• [GIVEN INFORMATION]:
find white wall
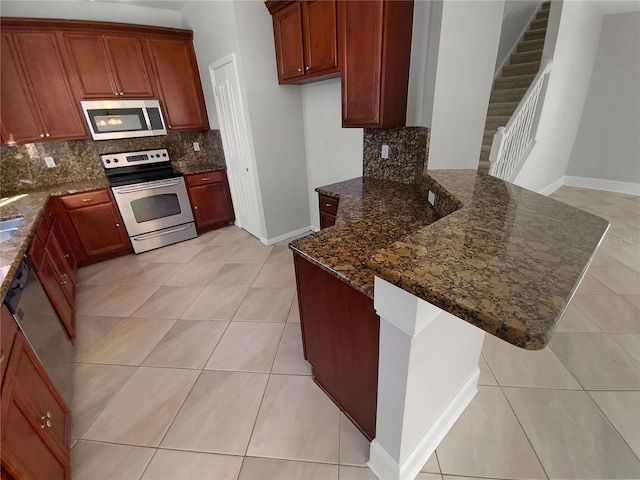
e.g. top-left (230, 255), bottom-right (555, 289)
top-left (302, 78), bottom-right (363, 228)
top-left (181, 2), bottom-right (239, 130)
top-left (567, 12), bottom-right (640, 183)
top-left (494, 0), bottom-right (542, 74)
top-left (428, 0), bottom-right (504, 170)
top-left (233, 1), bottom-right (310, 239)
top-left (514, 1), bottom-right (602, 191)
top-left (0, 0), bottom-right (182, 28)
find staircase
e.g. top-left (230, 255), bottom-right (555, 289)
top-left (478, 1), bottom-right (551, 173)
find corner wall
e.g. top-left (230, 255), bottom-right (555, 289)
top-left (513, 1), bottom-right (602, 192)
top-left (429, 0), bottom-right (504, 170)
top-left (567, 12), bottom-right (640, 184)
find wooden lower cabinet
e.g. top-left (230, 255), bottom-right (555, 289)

==

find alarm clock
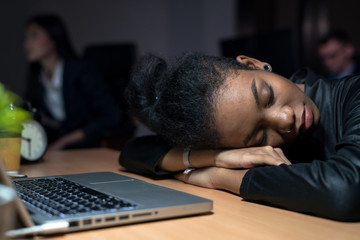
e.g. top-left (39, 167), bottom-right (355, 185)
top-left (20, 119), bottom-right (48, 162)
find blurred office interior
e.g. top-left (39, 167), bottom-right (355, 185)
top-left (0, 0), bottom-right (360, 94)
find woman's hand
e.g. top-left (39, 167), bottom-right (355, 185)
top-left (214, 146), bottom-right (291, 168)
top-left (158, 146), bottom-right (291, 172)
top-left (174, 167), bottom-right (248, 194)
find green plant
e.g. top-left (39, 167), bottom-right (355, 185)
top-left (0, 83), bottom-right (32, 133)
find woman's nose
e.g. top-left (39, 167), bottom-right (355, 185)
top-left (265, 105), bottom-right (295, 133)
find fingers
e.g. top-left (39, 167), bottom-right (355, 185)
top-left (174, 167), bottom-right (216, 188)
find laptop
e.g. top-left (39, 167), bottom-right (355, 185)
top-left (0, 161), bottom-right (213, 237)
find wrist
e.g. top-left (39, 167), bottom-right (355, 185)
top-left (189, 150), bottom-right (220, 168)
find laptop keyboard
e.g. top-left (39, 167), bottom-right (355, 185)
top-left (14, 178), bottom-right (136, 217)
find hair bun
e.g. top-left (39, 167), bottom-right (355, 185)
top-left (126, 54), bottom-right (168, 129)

==

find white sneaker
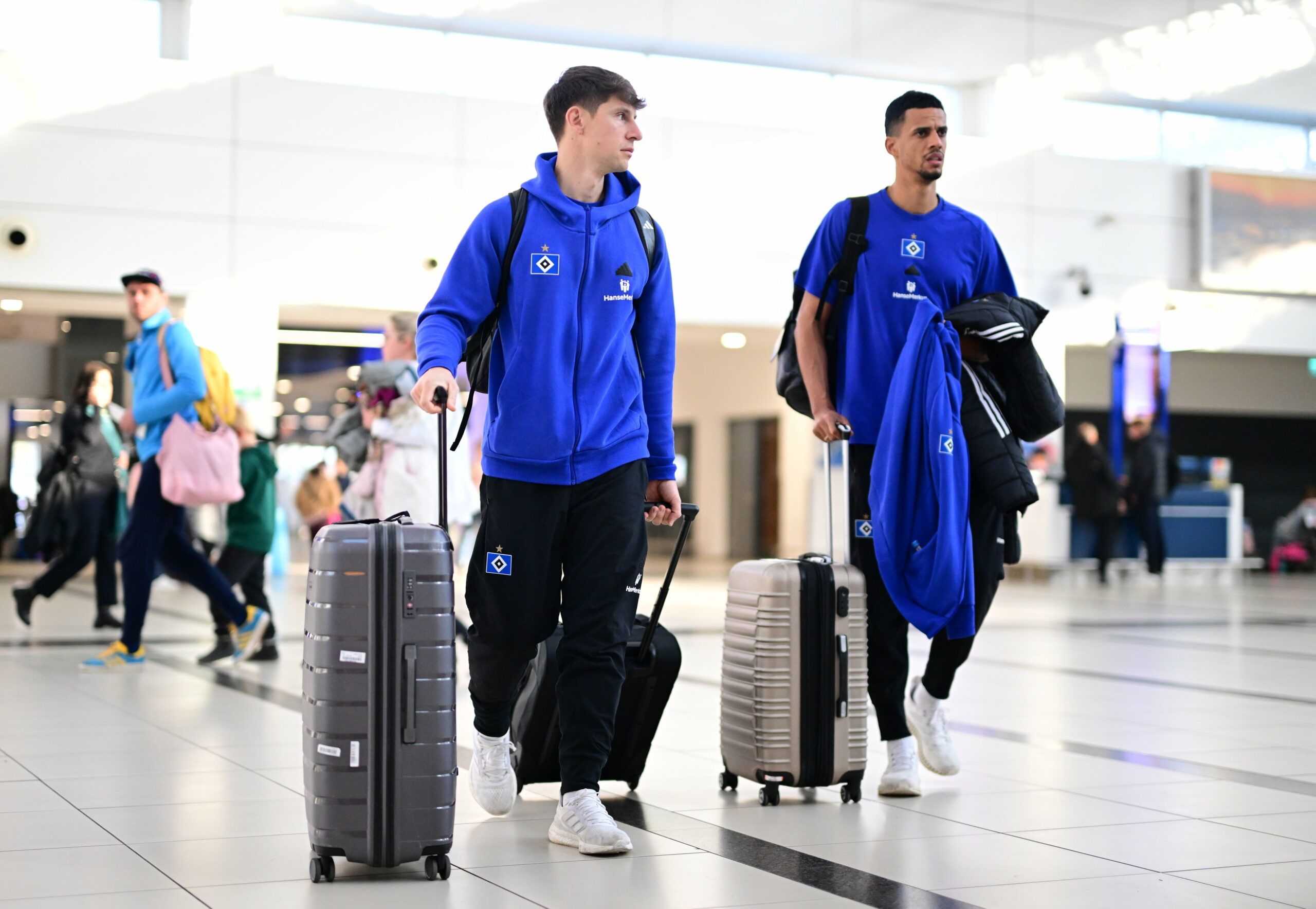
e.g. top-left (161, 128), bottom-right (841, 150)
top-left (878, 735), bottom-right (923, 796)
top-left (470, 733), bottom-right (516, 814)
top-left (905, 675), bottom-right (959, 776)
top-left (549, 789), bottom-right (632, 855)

• [TASK BRIEF]:
Reproduce the listing word for word, starting at the line that contains "find alarm clock" and ending at the line that contains "top-left (126, 54), bottom-right (168, 129)", both lines included. Leave the pictures out of your copy.

• [FULL SOLUTION]:
find alarm clock
e.g. top-left (39, 167), bottom-right (355, 185)
top-left (20, 119), bottom-right (48, 162)
find blurred office interior
e.g. top-left (39, 167), bottom-right (355, 185)
top-left (0, 0), bottom-right (360, 94)
find woman's hand
e.g. top-left (39, 167), bottom-right (355, 185)
top-left (214, 146), bottom-right (291, 168)
top-left (158, 146), bottom-right (291, 172)
top-left (174, 167), bottom-right (248, 194)
find green plant
e.g. top-left (39, 167), bottom-right (355, 185)
top-left (0, 83), bottom-right (32, 133)
find woman's nose
e.g. top-left (39, 167), bottom-right (355, 185)
top-left (265, 105), bottom-right (295, 133)
find fingers
e.g. top-left (39, 167), bottom-right (355, 185)
top-left (174, 167), bottom-right (216, 188)
find laptop
e.g. top-left (39, 167), bottom-right (355, 185)
top-left (0, 161), bottom-right (213, 237)
find wrist
e.g. top-left (39, 167), bottom-right (355, 185)
top-left (189, 150), bottom-right (220, 168)
find laptop keyboard
e.g. top-left (39, 167), bottom-right (355, 185)
top-left (14, 178), bottom-right (136, 217)
find hair bun
e.g. top-left (39, 167), bottom-right (355, 185)
top-left (126, 54), bottom-right (168, 129)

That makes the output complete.